> [WHAT THE TASK ASKS] In the passage on prison labour in the German Länder, on what date did the German Constitutional Court adopt its decision on inmate remuneration in Bavaria and North Rhine-Westphalia?

> [SUPPLIED PASSAGE]
* * *
The Committee notes the detailed information provided by the Government on the situation of prison labour in the different Länder, which includes updated statistical data. It notes that, in general, the prison regulations of the Länder regulate the working time, holidays, occupational safety and health and remuneration of inmates who perform work. As regards the work of prisoners for private entities, the Government indicates that the legislation does not give private enterprises the exclusive authority to direct inmates, and that the supervision of prisoners and all decisions regarding their treatment must remain with prison staff. It adds that, in contractual agreements with private entities, the prison authority must ensure that prisoners are not fully integrated into the operations of the private enterprise. However, the Committee observes that the Government does not indicate how it is ensured that the free and informed consent of prisoners is formally obtained as a condition for their work for private enterprises in Baden-Württemberg, Bavaria, Berlin, Hesse, Mecklenburg-Vorpommern, Lower Saxony, North Rhine-Westphalia, Saxony-Anhalt, Schleswig-Holstein and Thuringia. The Committee further notes that as of 2021, the number of prisoners working for private undertakings in such Länder was: 1,489 in Baden-Württemberg; 1,722 in Bavaria; 511 in Hesse; 24 in Mecklenburg-Vorpommern; 1,094 in Lower Saxony; 1,255 in North Rhine-Westphalia; 122 in Saxony-Anhalt; and 36 in Schleswig-Holstein. In Thuringia, 477 prisoners were assigned to work for municipal undertakings or private entities.
The Committee notes a decision of the German Constitutional Court adopted on 20 June 2023 in which the Court held that the remuneration fixed for inmates in Bavaria and North Rhine-Westphalia (which was equivalent to nine per cent of the average salary of all insured persons of the German pension insurance in the previous calendar year) was against the constitutional principle of resocialization which requires that work in the prison system receive appropriate recognition. The Court considered that the level of remuneration in the two Länder did not fit the purpose of prison labour which is to show the importance of gainful employment in society. While the Court recognized that, in fixing the remuneration for prisoners, consideration shall be made to prison costs, prisoners should be left with an appropriate amount of remuneration that gives them a tangible advantage compared to prisoners who do not work. The Court hence decided that the legislature of the two Länder must strive for a legal framework which ensures that the low remuneration is not perceived as part of the sentence to be served.
* * *
> [DATA SEGMENT]
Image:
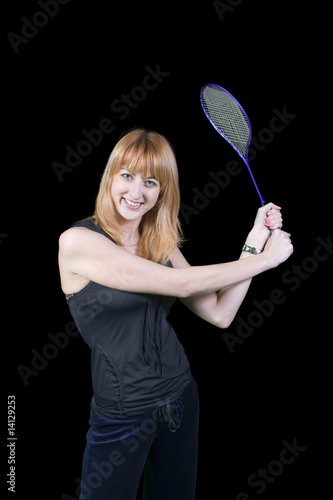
* * *
> [COMPLETED TASK] 20 June 2023